▸ Exercise
The output is the lines below from the one with "x=519, y=89" through the one with "x=77, y=155", both included, printed exactly and with no other line.

-- -- --

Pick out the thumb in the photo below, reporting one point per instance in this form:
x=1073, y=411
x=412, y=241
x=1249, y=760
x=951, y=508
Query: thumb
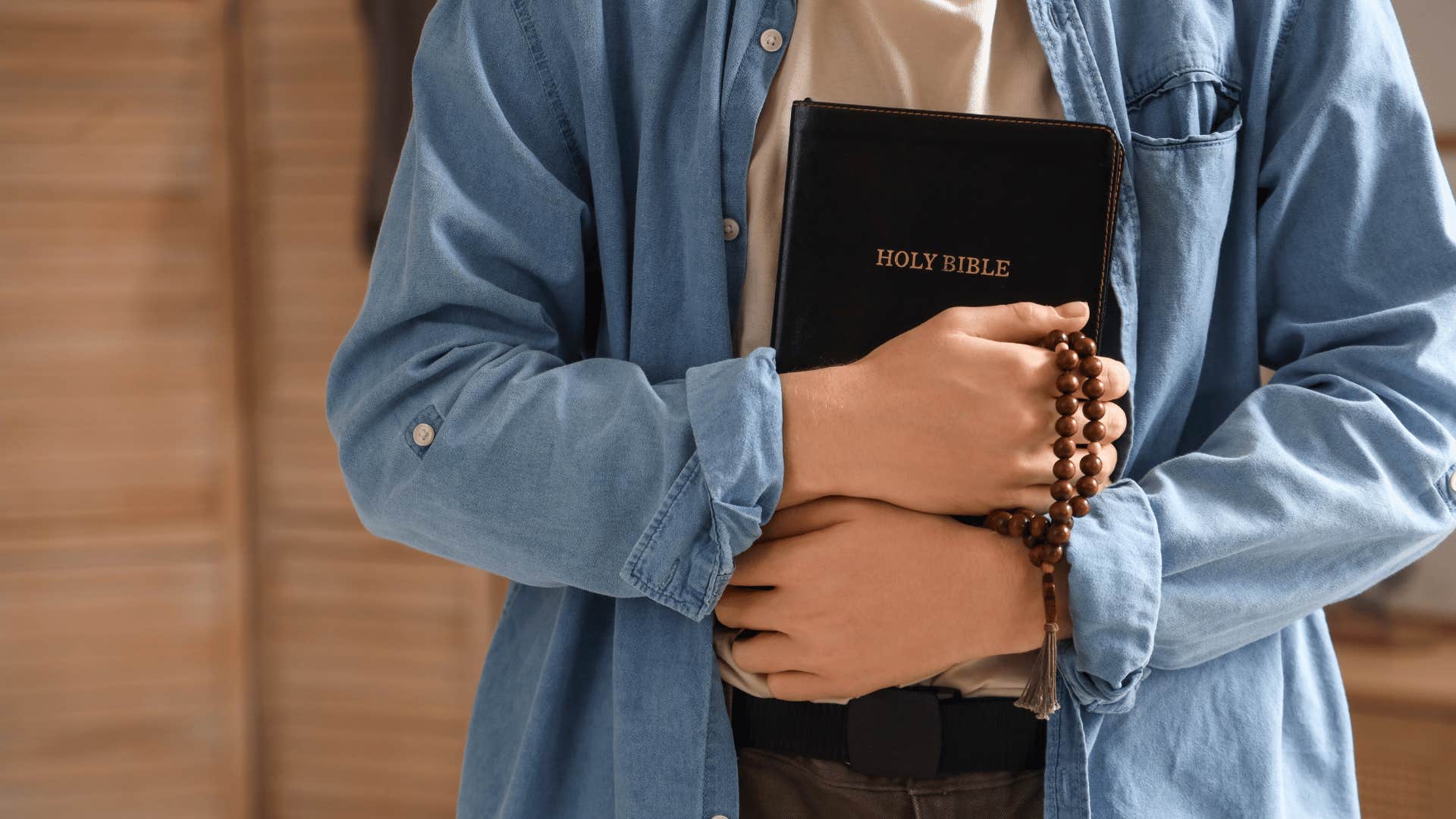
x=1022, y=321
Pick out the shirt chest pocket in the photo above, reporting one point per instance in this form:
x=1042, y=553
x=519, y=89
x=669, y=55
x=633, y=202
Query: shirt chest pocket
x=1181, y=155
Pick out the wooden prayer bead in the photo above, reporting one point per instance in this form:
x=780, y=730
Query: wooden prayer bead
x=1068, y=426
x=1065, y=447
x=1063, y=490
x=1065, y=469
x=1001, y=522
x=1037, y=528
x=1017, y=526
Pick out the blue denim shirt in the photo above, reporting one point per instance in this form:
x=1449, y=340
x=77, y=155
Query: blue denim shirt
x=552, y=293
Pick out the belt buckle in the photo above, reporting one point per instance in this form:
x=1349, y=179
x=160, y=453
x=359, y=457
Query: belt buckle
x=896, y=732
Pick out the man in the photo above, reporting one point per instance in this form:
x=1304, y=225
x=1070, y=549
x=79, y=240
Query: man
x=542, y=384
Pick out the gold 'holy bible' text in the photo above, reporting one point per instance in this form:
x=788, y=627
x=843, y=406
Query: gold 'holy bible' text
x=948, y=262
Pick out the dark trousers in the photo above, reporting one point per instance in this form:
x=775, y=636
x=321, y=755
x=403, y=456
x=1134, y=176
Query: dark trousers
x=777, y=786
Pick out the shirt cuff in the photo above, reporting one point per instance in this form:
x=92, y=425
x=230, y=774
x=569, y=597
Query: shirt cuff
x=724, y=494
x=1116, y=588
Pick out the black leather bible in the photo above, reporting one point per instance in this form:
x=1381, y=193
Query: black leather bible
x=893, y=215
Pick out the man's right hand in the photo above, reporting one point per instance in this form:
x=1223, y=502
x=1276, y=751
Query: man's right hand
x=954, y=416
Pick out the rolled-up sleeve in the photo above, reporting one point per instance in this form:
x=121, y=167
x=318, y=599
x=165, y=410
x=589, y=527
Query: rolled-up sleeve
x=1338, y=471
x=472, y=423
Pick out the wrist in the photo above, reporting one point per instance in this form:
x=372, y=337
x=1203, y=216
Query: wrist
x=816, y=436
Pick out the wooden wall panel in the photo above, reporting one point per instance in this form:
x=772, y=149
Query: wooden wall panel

-- -- --

▸ Response
x=519, y=89
x=669, y=55
x=633, y=202
Query: shirt chest pocket
x=1181, y=155
Pick out the wooden prayer bead in the photo above, reporting one point per instance in this form:
x=780, y=730
Query: wooden prayer bead
x=1068, y=426
x=1065, y=447
x=1063, y=490
x=1065, y=469
x=1001, y=522
x=1037, y=528
x=1017, y=526
Pick out the blue denim shirt in the photo above, reporting one point per instance in this form:
x=1449, y=340
x=77, y=155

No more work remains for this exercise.